======== Tekstfragment ========

Samenvatting
Het gebruik van monoklonale antilichamen in de geneeskunde voor in vivo diagnostiek en voor therapeutische doeleinden zal naar verwachting de komende jaren sterk toenemen. Hoewel monoklonale antilichamen theoretisch een hoge specificiteit bezitten, blijft de dierlijke oorsprong van deze antilichamen in de praktijk een probleem vormen. Door herhaalde toediening (in vivo) van dierlijke monoklonale antilichamen kunnen humane antilichamen tegen deze monoklonale antilichamen gevormd worden. Aangezien dierlijke monoklonale antilichamen ook worden gebruikt bij laboratoriumbepalingen (in vitro), kan de aanwezigheid van humane antilichamen tegen deze dierlijke monoklonale antilichamen leiden tot foute uitkomsten van deze bepalingen. Een en ander wordt aan de hand van een ziektegeschiedenis gedemonstreerd.

======== Invoergegevens ========

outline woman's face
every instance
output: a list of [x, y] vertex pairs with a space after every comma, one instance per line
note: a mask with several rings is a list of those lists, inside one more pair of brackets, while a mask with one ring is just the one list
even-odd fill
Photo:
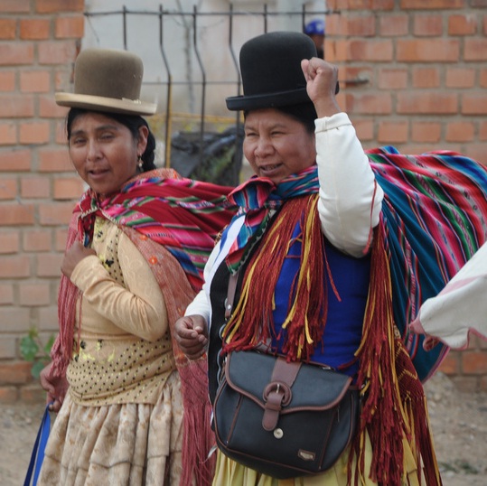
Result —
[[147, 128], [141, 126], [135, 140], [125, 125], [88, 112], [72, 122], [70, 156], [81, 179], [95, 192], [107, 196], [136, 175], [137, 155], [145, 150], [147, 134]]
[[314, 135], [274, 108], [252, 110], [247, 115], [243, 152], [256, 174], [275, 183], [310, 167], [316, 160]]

========
======== Invoergegevens ========

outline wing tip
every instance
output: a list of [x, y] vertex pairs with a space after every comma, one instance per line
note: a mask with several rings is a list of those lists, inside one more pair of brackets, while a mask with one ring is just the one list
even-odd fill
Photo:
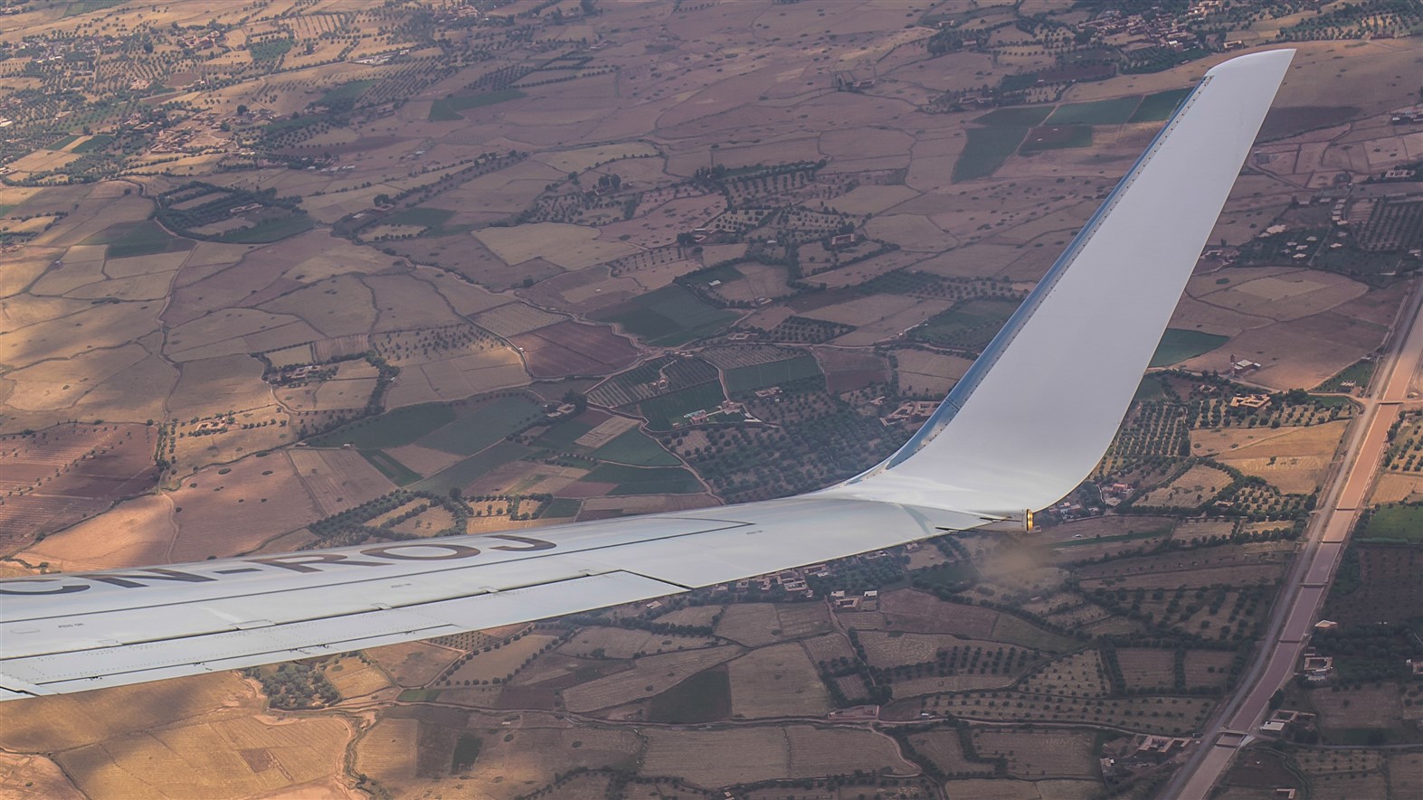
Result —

========

● **Opdracht A**: Wat kan er volgens de samenvatting gevormd worden door herhaalde toediening van dierlijke monoklonale antilichamen?
● **Opdracht B**: Schrijf het stuk uit de samenvatting uit dat loopt tussen "Samenvatting" en "een ziektegeschiedenis gedemonstreerd.", beide inbegrepen.
De items staan los van de samenvatting.

● **Uitvoer A**: Humane antilichamen tegen deze monoklonale antilichamen.

● **Uitvoer B**:
Samenvatting
Het gebruik van monoklonale antilichamen in de geneeskunde voor in vivo diagnostiek en voor therapeutische doeleinden zal naar verwachting de komende jaren sterk toenemen. Hoewel monoklonale antilichamen theoretisch een hoge specificiteit bezitten, blijft de dierlijke oorsprong van deze antilichamen in de praktijk een probleem vormen. Door herhaalde toediening (in vivo) van dierlijke monoklonale antilichamen kunnen humane antilichamen tegen deze monoklonale antilichamen gevormd worden. Aangezien dierlijke monoklonale antilichamen ook worden gebruikt bij laboratoriumbepalingen (in vitro), kan de aanwezigheid van humane antilichamen tegen deze dierlijke monoklonale antilichamen leiden tot foute uitkomsten van deze bepalingen. Een en ander wordt aan de hand van een ziektegeschiedenis gedemonstreerd.